The other evening while taking refuge from the early-November snowstorm in NYC, I watched Steel Magnolias (the 1989 Julia Roberts version, available on Netflix). I had heard the name of the play and film(s) in a usually positive context, but never heard the plot details of the story.
I was shocked, then, when it was revealed that Roberts’ character, Shelby, has type 1 diabetes. Quickly, my shock changed into confusion and diasspointment (and maybe a little anger, too). Shelby’s experience with Type 1 diabetes was not only completely different from my own, but completely different from the average woman’s experience with Type 1 diabetes.
[SPOILER ALERT] For those unfamiliar with the film, Shelby is a type 1 diabetic who, due in part to her disease, has very weak kidney function. She has been advised by her doctor not to have children, but wants a child so decides to have one anyway. The strain of pregnancy and childbirth puts her into kidney failure. Her mother donates a kidney, however, Shelby unfortunately rejects the donated kidney and dies at the end of the film.
The film is adopted from a play that the playwright based on the experience his sister faced, who died from a similar series of events. While I do not mean to discredit the authenticity of his personal tragedy, I found this depiction of Type 1 diabetes extremely frustrating. Like the few other movies that feature diabetes prominently, Steel Magnolias leaves “the impression that diabetes draws the people who suffer from it into an uncontrollable tailspin toward death.” It is important to note that death resulting from kidney failure is not by any means a likely outcome for a diabetic (even less so now than in 1989). It is also important to note that while all diabetic pregnancies are considered “high risk” this comes from a higher chance of complications such as miscarriages and birth defects. Diabetic women in general, however, are perfectly capable of having a safe pregnancy (and DO). Yet Steel Magnolias doesn’t draw clear lines of distinction between Shelby’s specific medical case of poor kidney function and the more general implications of diabetes for women who want to have children. With the exception of one scene, we never see Shelby’s struggle with the day-to-day realities of living with diabetes: checking her blood sugar, injecting insulin. Instead, we only see the dramatic, life-threatening and RARE complications that result from her diabetes.

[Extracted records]
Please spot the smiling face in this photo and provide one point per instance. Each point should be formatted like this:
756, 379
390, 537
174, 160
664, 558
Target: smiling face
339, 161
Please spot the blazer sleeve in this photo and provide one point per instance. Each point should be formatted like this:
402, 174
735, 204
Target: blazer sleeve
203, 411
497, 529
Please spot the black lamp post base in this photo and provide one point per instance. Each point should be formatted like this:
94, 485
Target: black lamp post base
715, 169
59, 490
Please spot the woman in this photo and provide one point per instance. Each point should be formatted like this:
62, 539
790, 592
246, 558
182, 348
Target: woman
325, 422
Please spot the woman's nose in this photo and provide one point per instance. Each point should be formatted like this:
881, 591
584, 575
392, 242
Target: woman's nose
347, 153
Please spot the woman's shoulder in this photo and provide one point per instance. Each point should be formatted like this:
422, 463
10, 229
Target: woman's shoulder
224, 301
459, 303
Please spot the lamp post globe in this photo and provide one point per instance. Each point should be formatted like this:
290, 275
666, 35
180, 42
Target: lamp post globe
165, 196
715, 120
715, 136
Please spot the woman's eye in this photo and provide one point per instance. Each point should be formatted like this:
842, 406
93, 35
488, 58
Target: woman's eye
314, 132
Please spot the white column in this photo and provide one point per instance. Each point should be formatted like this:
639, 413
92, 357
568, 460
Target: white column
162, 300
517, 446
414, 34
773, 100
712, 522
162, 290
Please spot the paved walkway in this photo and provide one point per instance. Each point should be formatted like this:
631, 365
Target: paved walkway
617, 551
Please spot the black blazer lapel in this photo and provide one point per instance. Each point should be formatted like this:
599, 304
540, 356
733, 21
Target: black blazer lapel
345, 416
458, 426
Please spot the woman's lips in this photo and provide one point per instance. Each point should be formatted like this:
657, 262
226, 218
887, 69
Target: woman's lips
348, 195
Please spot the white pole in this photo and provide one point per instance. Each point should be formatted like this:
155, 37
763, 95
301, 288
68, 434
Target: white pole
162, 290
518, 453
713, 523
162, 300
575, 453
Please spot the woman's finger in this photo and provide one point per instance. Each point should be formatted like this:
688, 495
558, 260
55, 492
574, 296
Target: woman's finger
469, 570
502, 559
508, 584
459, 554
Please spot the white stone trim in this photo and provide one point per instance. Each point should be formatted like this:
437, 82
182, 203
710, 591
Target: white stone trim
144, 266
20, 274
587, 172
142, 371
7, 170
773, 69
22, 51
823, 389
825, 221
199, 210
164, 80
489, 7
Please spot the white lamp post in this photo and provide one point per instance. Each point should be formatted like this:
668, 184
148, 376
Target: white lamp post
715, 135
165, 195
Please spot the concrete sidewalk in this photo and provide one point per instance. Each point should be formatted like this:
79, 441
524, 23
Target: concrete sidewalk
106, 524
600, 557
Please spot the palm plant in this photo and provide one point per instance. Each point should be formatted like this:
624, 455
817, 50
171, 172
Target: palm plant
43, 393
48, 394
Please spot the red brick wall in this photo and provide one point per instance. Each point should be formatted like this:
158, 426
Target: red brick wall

ACTIVITY:
Do these statements agree with the text about Steel Magnolias? For each, answer yes or no and quote the deciding words. (a) The writer watched the 1989 version of the film on Netflix. (b) Shelby's mother donates a kidney, and Shelby's body accepts it. (c) The film repeatedly shows Shelby checking her blood sugar and injecting insulin.

SOLVED EXERCISE:
(a) Yes: "I watched Steel Magnolias (the 1989 Julia Roberts version, available on Netflix)"
(b) No: "Shelby unfortunately rejects the donated kidney and dies at the end of the film"
(c) No: "With the exception of one scene, we never see Shelby’s struggle with the day-to-day realities of living with diabetes: checking her blood sugar, injecting insulin"